• Extract
● ● ●

To be even more clear:

The main reason this patchset is not helpful is that the
ceph-fscrypt-content-experimental branch in my tree has bitrotted in the
face of other changes that have gone into the testing branch since it
was cut. Also, that branch had several patches that added in actual
encryption of the content, which we don't want to do at this point.

For the work you're doing, what I'd like to see is a patchset based on
top of the ceph-client/wip-fscrypt-fnames branch. That patchset should
make it so what when encryption is enabled, the size handling for the
inode is changed to use the new scheme we've added, but don't do any
actual content encryption yet. Feel free to pick any of the patches in
my trees that you need to do this, but it needs to be the whole series.

What we need to be able to do in this phase is validate that the size
handling is correct in both the encrypted and non-encrypted cases, but
without encrypting the data. Once that piece is working, then we should
be able to add in content encryption.


> 
> > ====
> > 
> > This approach is based on the discussion from V1 and V2, which will
> > pass the encrypted last block contents to MDS along with the truncate
> > request.
> > 
> > This will send the encrypted last block contents to MDS along with
> > the truncate request when truncating to a smaller size and at the
> > same time new size does not align to BLOCK SIZE.

● ● ●

• Material
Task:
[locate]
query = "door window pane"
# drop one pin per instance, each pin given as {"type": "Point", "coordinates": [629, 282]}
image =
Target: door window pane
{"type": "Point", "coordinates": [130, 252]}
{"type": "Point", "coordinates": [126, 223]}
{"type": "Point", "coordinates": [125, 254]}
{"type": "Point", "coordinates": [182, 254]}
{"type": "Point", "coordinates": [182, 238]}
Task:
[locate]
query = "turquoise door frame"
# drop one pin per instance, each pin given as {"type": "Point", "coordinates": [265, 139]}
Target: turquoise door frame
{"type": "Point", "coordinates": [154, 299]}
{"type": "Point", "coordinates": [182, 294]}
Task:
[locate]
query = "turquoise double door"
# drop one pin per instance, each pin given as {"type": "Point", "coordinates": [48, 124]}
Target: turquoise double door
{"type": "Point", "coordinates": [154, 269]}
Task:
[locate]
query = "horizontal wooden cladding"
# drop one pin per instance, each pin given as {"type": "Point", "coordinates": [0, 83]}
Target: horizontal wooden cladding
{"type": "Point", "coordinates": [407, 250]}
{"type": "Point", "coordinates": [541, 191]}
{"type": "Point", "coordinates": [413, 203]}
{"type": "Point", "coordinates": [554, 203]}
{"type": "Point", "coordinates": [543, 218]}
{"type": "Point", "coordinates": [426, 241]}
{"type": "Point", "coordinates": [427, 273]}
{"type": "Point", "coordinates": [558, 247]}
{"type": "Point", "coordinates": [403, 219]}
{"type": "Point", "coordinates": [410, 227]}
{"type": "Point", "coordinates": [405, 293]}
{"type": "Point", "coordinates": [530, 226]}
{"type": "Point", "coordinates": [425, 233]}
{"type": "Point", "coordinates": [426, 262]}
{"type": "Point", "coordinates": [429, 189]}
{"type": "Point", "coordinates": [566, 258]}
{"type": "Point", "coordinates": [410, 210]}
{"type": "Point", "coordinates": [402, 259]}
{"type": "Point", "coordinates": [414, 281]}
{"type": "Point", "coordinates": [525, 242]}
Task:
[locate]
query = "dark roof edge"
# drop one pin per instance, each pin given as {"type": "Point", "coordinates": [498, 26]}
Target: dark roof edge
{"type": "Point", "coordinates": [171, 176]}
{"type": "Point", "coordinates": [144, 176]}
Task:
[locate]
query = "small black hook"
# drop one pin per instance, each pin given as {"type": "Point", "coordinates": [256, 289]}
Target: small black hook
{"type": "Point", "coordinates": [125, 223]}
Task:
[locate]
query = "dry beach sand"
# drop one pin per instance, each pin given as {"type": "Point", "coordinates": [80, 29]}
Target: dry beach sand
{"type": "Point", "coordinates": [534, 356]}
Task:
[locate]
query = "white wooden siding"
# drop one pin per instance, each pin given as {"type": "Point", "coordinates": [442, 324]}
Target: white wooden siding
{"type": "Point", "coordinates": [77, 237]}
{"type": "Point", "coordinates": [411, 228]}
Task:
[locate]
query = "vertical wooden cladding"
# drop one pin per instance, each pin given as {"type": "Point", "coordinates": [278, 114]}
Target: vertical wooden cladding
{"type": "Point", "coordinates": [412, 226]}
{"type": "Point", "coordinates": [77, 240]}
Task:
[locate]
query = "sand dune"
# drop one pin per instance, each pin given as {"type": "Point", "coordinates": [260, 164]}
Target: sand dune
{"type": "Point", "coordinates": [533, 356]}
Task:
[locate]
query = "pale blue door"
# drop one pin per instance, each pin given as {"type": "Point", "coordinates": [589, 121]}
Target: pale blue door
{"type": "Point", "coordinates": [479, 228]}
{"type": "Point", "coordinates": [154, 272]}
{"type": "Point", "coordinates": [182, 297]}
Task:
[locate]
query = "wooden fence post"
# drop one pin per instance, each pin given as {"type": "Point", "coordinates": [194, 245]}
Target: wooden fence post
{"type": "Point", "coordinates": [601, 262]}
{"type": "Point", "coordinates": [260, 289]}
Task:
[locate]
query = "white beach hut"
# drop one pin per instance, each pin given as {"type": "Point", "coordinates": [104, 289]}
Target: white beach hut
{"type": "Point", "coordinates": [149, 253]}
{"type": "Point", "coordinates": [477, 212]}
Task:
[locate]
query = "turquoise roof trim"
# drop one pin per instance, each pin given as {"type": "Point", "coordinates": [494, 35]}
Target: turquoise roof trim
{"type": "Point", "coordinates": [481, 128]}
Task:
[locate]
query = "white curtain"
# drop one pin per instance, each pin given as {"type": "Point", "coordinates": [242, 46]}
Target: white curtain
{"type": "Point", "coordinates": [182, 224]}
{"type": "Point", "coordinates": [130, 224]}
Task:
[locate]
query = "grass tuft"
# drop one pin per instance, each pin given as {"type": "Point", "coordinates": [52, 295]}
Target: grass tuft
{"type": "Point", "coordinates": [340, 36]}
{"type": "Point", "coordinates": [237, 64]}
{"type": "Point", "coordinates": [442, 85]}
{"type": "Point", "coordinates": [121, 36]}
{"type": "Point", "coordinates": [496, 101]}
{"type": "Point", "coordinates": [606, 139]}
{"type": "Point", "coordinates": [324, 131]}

● ● ●

• Instructions
**A)** Rewrite the part of the message that opens with the words "To be even more" and closes with "the whole series.", changing every "patchset" to "patch series".
**B)** Answer these from the message:
(i) Which branch should the requested patchset be based on?
(ii) What must be validated in this phase?
(iii) In the quoted part, what is sent to the MDS along with the truncate request?

• Solutions to the problems
**A)**
To be even more clear:

The main reason this patch series is not helpful is that the
ceph-fscrypt-content-experimental branch in my tree has bitrotted in the
face of other changes that have gone into the testing branch since it
was cut. Also, that branch had several patches that added in actual
encryption of the content, which we don't want to do at this point.

For the work you're doing, what I'd like to see is a patch series based on
top of the ceph-client/wip-fscrypt-fnames branch. That patch series should
make it so what when encryption is enabled, the size handling for the
inode is changed to use the new scheme we've added, but don't do any
actual content encryption yet. Feel free to pick any of the patches in
my trees that you need to do this, but it needs to be the whole series.

**B)**
(i) The ceph-client/wip-fscrypt-fnames branch.
(ii) That the size handling is correct in both the encrypted and non-encrypted cases, without encrypting the data.
(iii) The encrypted last block contents.